Задание: Найдите в записях ниже все строки, в которых есть слово «fence», и выпишите каждую из них целиком.

========

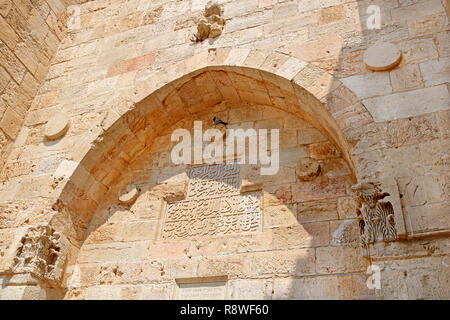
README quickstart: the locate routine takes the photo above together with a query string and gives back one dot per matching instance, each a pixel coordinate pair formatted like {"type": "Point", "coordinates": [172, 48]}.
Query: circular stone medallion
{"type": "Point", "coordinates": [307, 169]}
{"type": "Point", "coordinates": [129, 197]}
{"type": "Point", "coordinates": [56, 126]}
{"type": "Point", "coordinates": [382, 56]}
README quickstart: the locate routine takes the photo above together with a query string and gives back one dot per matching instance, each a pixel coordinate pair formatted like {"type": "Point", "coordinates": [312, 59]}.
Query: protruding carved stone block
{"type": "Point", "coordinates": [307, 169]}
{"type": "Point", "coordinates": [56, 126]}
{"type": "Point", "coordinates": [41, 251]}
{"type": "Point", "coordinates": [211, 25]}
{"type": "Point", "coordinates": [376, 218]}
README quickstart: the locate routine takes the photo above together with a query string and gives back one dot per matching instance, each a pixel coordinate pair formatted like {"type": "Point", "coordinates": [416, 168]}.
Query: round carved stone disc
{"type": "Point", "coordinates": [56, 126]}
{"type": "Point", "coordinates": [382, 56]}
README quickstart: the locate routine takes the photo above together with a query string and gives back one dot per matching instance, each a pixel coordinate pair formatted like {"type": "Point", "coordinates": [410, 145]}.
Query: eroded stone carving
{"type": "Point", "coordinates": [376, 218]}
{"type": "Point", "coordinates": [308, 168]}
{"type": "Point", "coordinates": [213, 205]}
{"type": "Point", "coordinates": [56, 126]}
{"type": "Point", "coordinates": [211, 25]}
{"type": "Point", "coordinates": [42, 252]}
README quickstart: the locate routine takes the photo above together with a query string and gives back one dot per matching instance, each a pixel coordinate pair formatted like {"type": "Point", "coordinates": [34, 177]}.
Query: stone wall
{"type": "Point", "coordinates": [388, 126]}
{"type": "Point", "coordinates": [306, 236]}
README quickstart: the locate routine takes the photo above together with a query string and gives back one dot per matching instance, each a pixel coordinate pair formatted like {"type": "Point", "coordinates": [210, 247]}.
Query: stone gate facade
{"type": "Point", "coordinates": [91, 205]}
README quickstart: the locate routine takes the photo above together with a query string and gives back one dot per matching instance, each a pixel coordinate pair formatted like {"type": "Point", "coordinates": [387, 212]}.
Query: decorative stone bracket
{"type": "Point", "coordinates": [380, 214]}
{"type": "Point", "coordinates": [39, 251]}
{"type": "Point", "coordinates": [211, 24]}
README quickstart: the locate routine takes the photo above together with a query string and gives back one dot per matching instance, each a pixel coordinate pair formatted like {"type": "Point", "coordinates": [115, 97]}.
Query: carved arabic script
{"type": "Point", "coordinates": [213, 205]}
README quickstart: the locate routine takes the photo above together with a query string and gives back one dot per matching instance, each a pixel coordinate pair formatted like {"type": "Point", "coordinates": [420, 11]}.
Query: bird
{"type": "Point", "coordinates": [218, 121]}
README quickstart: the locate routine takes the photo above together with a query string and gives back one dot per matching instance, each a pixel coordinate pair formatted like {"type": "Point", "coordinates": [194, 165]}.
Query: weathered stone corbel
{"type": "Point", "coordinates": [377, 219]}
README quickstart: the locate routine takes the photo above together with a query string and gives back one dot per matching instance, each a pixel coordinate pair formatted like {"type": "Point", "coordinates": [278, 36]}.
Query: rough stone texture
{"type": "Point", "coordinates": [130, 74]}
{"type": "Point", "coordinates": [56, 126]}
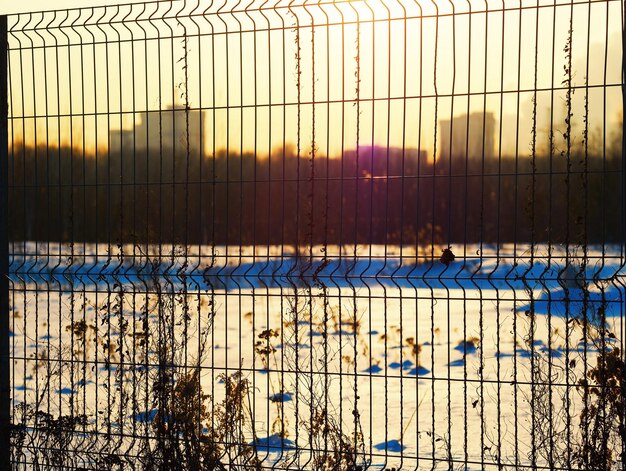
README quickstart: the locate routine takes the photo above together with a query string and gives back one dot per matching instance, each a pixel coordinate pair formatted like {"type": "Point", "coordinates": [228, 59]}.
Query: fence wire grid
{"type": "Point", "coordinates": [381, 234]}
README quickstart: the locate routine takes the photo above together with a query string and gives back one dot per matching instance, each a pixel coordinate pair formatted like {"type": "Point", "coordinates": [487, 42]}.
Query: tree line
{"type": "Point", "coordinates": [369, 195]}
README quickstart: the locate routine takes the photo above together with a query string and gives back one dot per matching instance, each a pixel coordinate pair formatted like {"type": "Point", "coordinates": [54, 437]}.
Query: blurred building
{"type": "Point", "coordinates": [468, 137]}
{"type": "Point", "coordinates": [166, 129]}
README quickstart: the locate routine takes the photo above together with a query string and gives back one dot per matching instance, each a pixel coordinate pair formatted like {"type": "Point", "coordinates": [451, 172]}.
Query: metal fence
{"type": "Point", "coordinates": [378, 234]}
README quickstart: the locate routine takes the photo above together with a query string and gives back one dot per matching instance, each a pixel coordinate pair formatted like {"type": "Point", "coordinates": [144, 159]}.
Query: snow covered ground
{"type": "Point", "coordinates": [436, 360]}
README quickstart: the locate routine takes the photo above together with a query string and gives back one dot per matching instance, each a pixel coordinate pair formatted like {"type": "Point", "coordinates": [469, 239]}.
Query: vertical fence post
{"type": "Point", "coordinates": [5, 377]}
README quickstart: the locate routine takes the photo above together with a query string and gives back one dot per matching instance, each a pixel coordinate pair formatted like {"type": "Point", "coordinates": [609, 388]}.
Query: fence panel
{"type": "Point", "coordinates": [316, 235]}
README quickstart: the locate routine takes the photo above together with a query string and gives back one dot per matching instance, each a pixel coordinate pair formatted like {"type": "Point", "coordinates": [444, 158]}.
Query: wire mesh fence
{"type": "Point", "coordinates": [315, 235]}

========

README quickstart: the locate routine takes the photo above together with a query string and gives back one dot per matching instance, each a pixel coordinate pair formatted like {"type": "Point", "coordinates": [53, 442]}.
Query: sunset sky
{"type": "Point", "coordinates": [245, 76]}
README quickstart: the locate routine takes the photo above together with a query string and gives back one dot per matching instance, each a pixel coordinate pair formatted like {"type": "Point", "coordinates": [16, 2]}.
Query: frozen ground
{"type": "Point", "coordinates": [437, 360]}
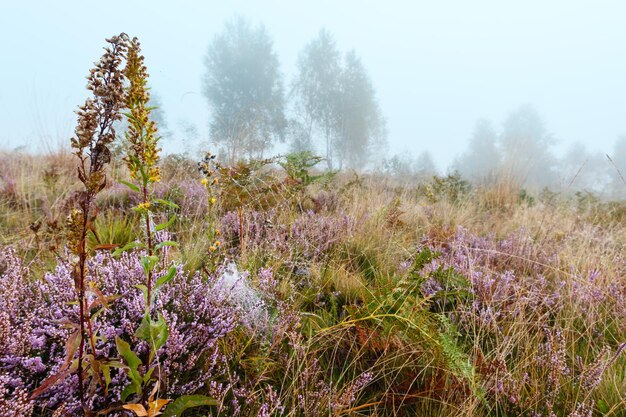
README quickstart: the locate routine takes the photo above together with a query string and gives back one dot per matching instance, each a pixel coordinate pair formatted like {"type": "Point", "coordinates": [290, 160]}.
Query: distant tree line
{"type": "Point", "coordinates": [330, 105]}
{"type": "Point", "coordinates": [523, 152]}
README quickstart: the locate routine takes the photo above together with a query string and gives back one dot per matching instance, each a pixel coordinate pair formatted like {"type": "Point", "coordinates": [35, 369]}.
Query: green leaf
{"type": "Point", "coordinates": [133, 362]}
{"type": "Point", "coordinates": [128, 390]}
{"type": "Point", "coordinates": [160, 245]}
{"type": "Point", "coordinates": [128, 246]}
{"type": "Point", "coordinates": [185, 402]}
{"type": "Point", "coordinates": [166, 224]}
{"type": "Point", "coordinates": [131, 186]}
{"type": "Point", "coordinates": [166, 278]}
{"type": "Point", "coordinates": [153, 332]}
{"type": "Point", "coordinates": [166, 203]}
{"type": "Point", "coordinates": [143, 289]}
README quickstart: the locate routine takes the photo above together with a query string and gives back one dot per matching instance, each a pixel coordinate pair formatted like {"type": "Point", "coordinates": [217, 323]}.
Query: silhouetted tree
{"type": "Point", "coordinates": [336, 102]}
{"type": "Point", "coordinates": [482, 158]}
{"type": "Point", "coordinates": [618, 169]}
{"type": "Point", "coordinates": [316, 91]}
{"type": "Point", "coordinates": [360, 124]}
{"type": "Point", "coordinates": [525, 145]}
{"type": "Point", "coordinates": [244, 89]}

========

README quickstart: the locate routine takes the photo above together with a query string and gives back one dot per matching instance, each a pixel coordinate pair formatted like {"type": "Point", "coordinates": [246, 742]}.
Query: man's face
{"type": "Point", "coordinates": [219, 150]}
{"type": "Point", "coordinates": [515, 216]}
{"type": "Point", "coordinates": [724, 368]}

========

Полное решение:
Query: fence wire grid
Query: metal fence
Query: vertical fence post
Query: fence panel
Query: wire mesh fence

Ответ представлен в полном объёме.